Pull out every line of the material below that contains the word "glass".

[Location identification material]
= = = = = = =

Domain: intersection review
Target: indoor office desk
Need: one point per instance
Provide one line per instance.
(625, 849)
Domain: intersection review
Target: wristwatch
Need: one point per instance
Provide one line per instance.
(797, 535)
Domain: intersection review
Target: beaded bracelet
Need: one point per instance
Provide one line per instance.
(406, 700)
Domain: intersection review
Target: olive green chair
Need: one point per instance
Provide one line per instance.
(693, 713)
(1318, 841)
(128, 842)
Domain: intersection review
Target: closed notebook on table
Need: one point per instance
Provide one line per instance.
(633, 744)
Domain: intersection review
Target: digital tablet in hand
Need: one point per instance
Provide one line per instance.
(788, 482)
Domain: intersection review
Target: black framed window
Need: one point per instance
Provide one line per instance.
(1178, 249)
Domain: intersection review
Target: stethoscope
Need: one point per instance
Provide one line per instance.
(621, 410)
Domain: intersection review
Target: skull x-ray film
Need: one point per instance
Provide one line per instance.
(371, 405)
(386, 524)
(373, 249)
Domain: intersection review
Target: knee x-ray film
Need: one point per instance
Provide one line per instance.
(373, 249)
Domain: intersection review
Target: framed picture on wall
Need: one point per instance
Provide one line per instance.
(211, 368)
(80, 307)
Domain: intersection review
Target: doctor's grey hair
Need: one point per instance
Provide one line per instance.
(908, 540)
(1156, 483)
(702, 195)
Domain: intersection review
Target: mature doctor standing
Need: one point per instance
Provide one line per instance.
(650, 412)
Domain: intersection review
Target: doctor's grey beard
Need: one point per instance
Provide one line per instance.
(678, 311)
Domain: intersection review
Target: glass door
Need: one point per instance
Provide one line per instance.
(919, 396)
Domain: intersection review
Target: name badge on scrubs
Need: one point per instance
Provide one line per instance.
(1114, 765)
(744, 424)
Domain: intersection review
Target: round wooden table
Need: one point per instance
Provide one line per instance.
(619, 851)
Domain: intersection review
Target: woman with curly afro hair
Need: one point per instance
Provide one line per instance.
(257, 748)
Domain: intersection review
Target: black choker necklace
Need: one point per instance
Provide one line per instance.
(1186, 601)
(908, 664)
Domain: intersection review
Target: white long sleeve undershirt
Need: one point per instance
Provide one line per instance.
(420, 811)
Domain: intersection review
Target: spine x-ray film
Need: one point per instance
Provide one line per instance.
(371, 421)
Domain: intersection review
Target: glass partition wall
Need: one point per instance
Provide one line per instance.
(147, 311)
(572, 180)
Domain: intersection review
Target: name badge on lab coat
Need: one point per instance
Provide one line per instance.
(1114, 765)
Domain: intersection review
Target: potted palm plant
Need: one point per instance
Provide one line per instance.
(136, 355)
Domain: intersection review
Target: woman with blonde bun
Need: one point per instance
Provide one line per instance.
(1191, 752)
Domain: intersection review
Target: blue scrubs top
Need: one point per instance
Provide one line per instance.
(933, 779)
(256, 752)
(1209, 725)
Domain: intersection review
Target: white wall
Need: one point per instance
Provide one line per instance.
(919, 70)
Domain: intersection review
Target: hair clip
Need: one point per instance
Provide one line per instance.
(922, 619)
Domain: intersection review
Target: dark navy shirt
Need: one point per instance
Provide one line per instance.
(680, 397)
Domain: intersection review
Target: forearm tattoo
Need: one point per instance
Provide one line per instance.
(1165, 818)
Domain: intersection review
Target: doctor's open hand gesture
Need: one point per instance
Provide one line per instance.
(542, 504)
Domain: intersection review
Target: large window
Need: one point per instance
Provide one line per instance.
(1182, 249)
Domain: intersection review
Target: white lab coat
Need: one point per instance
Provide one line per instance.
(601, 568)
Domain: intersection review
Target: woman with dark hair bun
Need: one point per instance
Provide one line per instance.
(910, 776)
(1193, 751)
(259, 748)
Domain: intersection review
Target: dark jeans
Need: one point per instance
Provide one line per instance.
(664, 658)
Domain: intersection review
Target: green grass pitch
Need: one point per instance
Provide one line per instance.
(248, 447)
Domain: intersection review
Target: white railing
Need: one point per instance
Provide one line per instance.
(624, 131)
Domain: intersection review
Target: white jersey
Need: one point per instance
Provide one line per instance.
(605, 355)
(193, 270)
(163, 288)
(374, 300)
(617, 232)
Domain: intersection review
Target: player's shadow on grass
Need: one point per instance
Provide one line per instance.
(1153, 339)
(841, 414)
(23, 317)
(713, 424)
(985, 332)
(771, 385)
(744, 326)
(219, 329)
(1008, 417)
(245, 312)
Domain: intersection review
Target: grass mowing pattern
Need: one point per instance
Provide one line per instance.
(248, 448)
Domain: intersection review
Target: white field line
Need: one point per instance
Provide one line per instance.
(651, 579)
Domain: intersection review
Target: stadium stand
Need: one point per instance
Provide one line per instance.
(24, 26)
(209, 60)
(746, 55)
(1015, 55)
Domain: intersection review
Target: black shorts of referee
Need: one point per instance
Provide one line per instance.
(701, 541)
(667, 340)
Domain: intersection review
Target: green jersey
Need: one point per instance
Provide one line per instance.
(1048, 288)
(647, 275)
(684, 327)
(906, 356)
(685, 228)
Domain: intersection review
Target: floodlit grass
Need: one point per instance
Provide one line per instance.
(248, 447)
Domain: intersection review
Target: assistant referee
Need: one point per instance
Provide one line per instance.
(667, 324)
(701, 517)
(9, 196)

= = = = = = =

> Solution to this problem:
Target: glass door
Target: glass partition wall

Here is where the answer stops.